- **Extracto proporcionado**:
Pocas palabras condensan tantas tensiones culturales y políticas contemporáneas como “woke. Lo que comenzó siendo una expresión de alerta frente a las injusticias raciales se ha convertido, en pocos años, en un terreno de disputa ideológica. El término, omnipresente en medios y redes sociales, divide opiniones y genera controversia no solo en Estados Unidos, donde ha adquirido su carga más intensa, sino también (aunque en menor grado) en Europa y España. 

Comprender su evolución no es solo una cuestión lingüística o sociológica, sino también política: tras el debate sobre lo woke se dirimen hoy conflictos sobre la libertad de expresión, la educación, la igualdad y los límites del cambio social. En una época marcada por la polarización, analizar cómo una palabra llega a concentrar tanto poder simbólico puede ofrecer claves sobre el modo en que se articulan las nuevas guerras culturales.

El término woke y su evolución

Woke procede del verbo inglés to wake (“despertar”). Su uso social, sin embargo, trasciende el significado literal: designa la actitud de estar “despierto” ante las injusticias o desigualdades que afectan a grupos discriminados. La expresión comenzó a circular a mediados del siglo XX dentro de comunidades afroamericanas, vinculada a la defensa de los derechos civiles y a la denuncia del racismo estructural. En ese contexto, “stay woke” era un llamado a la vigilancia y la conciencia frente a un sistema que perpetuaba desigualdades.

Décadas más tarde, el término fue adoptado por nuevas generaciones de activistas, especialmente a partir del movimiento Black Lives Matter surgido en 2013. Las protestas tras la muerte de Trayvon Martin, y posteriormente de George Floyd. Posteriormente, las redes sociales amplificaron su uso y lo transformaron en una marca identitaria de compromiso moral: ser woke equivalía a estar al tanto de las injusticias y a actuar en consecuencia.

Sin embargo, su éxito mediático fue también el inicio de su transformación. Con el paso del tiempo, woke se expandió más allá del ámbito racial para englobar causas diversas: la igualdad de género, los derechos LGBTIQ+ o la sostenibilidad ambiental. Este ensanchamiento semántico diluyó su sentido original y lo hizo vulnerable a apropiaciones ideológicas. Lo que en un principio fue una reivindicación de justicia se convirtió, para algunos sectores, en sinónimo de imposición moral o de censura cultural.

Esa mutación lingüística ilustra cómo los movimientos sociales pueden ver sus símbolos resignificados por el debate público. En el discurso conservador estadounidense, woke pasó de ser un elogio a convertirse en un insulto. Se utiliza de manera peyorativa para aludir a un supuesto exceso de corrección política, a la “cultura de la cancelación” y a lo que ciertos sectores consideran una ideología identitaria que socava los valores tradicionales. De ahí que expresiones como “la agenda woke” o “el pensamiento woke” se hayan incorporado al lenguaje político para designar una amenaza percibida, más que una corriente definida.

Mientras tanto, en el ámbito progresista, el término es prácticamente un dilema. Algunos defienden su significado original, mientras otros prefieren abandonarlo por considerar que está distorsionado a causa de su acepción actual.

- **Tareas del ejercicio**:
A – Selecciona cada línea del listado que contenga la cadena "mountain" y cópiala.
B – Continúa el texto sobre la evolución del término woke a partir de su última oración.

Registros de señalamiento
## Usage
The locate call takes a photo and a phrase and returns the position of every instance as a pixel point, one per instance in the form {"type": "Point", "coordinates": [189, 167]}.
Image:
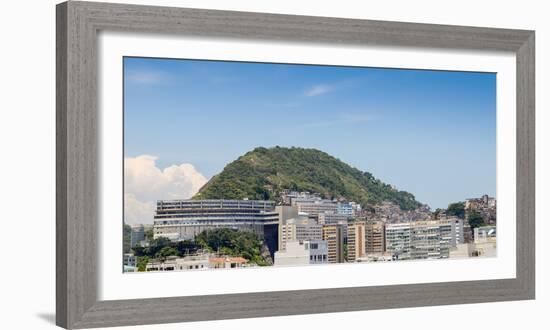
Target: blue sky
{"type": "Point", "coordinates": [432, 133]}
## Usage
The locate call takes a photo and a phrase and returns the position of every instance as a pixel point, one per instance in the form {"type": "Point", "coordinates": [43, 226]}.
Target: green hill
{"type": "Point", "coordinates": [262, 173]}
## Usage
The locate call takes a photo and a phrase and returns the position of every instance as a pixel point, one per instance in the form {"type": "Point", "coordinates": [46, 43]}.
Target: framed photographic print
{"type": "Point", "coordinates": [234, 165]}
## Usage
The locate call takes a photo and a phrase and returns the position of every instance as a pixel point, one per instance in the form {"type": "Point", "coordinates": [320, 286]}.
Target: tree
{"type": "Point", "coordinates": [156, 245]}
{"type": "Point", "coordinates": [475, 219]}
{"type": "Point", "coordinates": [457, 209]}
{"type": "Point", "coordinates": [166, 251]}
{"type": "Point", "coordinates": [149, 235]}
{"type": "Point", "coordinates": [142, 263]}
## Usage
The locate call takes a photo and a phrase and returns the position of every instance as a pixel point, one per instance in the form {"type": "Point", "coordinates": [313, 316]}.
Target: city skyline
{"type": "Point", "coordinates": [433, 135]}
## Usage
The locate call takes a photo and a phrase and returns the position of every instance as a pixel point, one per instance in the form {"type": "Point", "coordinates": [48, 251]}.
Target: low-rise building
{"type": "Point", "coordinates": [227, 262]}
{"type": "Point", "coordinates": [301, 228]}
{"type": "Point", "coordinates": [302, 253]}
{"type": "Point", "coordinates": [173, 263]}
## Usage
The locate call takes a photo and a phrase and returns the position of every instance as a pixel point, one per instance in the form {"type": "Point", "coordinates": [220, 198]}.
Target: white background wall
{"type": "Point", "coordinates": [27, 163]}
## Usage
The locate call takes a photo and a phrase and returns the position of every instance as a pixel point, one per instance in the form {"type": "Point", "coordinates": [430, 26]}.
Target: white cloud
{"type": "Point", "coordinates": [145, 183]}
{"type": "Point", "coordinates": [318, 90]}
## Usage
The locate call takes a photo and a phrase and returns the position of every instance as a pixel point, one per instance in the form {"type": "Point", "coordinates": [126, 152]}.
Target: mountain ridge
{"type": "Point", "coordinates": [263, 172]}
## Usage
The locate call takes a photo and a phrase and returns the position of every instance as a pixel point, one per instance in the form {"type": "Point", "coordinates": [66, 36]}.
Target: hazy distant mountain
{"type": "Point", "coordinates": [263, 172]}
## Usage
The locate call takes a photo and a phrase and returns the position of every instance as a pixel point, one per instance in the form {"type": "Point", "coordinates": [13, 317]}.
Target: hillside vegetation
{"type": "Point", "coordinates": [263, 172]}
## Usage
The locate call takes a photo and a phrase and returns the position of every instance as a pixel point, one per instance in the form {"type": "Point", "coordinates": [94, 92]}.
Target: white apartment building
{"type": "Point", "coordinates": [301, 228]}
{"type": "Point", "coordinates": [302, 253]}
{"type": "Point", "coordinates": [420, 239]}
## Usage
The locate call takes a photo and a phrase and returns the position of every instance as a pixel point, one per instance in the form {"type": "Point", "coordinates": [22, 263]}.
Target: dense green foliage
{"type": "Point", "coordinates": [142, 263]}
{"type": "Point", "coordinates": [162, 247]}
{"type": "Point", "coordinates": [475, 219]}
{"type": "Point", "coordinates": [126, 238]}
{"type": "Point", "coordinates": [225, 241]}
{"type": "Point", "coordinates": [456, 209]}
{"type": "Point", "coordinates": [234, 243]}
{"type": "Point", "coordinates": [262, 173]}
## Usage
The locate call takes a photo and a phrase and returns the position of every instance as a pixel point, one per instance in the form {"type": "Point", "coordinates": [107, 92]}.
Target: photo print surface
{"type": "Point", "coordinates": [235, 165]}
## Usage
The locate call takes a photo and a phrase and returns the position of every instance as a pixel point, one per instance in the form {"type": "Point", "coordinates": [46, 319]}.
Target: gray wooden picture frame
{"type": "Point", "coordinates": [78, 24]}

- **Resultados esperados**:
A –
Target: mountain ridge
Target: hazy distant mountain

B –
En Europa y España, el debate ha llegado con retraso, pero con creciente resonancia. En el espacio público español, woke se utiliza sobre todo en debates culturales y mediáticos, como crítica al lenguaje inclusivo, a las políticas de igualdad o a ciertos cambios en la representación artística. Aunque su uso no está tan institucionalizado como en Estados Unidos, comienza a reflejarse en la conversación pública y en la prensa generalista, que observa cómo un concepto nacido en un contexto racial estadounidense se traslada a realidades distintas, a menudo sin matices.

La batalla política en EE. UU. alrededor de woke

El término woke ha pasado de las redes sociales a los discursos políticos. En Estados Unidos, su empleo ha sido capitalizado por el Partido Republicano y por movimientos conservadores que lo presentan como símbolo de los excesos del progresismo. Bajo la etiqueta antiwoke, figuras como el gobernador de Florida, Ron DeSantis, han construido parte de su identidad política. DeSantis, por ejemplo, impulsó leyes como la denominada Stop WOKE Act, que prohíbe en las aulas contenidos que puedan inducir sentimientos de culpa por razones raciales o de género, y promovió medidas que restringen la discusión de orientación sexual en las escuelas.

Este tipo de políticas no son meramente retóricas. Varias universidades y distritos escolares han visto cómo se censuraban libros o se modificaban programas educativos para evitar temas vinculados con diversidad, racismo o derechos de género. La retórica antiwoke también se ha extendido al ámbito empresarial: empresas que adoptan políticas de diversidad, equidad e inclusión, conocidas por las siglas DEI, son acusadas de ser corporaciones woke y, en algunos estados, objeto de boicots o restricciones financieras.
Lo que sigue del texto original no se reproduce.